• _Text provided_:
-------------------------

Communities will be strong, and largely self sufficient, without need for the chemically driven intensive farming that destroys soil and biodiversity. Good, fulfilling work will be available for everyone and workers will not be exploited or treated unjustly.
Everyone will have decent housing, the scourge of modern slavery will be a thing of the past, as will war and violence. Such will be the close presence of God that prayer, especially the prayer that comes from desperate need, will no longer be necessary; God will be available and intimately present.
And even creation will be at peace – wolves and lambs will co-exist, lions and oxen too. And the snake, that representative of temptation and evil, will be in its right place, never again to whisper false promises into the hearts of humans.
Sounds pretty good, doesn’t it.
But that world is a long, long way away from this world, isn’t it. Like an unattainable fantasy or an impossible dream.
In the gospel we just heard, the women are at the empty tomb and we’re told they were ‘perplexed’. The word translated ‘perplexed’ literally means, ‘without a way’, or ‘lost’. And perhaps it feels as if there is no way to get from this world, with all it’s violence and injustice, to the world Isaiah describes. And sometimes we may well be lost in thinking it’s even possible.

-------------------------

• _Given information_:
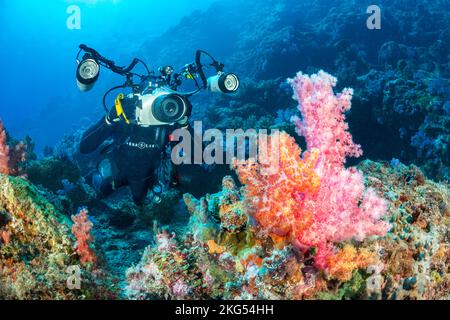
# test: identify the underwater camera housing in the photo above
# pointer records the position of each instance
(162, 108)
(158, 100)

-------------------------

• _Directive 1_: Rewrite the passage about Isaiah's vision, starting at "Everyone will have" and ending at "good, doesn’t it.", with "lambs" changed to "sheep".
• _Directive 2_: Continue the passage about Isaiah's vision from its final sentence onward.
The listing has no connection to the passage about Isaiah's vision.

• _Written answer 1_:
Everyone will have decent housing, the scourge of modern slavery will be a thing of the past, as will war and violence. Such will be the close presence of God that prayer, especially the prayer that comes from desperate need, will no longer be necessary; God will be available and intimately present.
And even creation will be at peace – wolves and sheep will co-exist, lions and oxen too. And the snake, that representative of temptation and evil, will be in its right place, never again to whisper false promises into the hearts of humans.
Sounds pretty good, doesn’t it.

• _Written answer 2_:
I want to tell you this Easter Day – that world is a real world. The description that Isaiah gives, and which you can find over and over again throughout the bible, is no fantasy, and it is not a dream. It’s true. In fact, in some ways it is more true than the things we think are true, here in our everyday life; more real than the world we think of as real.
Because this vision, and the others like it in the bible, are what life in and with God is like. And as we hear and read it, we can sense what Isaiah is inviting us to consider, can’t we. A world in which humanity and creation are whole, in which life is fulfilling and community strong; in which there is plenty for all, but no more than is needed; in which God walks with his people and everything is at peace.
And that is no fantasy; that is what life with God is like – and it’s real. It’s real today even as we sit here in this cathedral.
Because that world, in which everything is as it should be, is what we call ‘heaven’.
We think of heaven as a place somewhere off beyond the clouds, which we get to go to when we die – we hope. But heaven isn’t far away, and it isn’t the end of a road – like we live this life and then move on to the next life. On almost every page of the bible, heaven is real and close – close enough for us to reach out and touch. It’s what every word Jesus says and every action that he does is telling us. God is with us; heaven is here; God’s reality has come close.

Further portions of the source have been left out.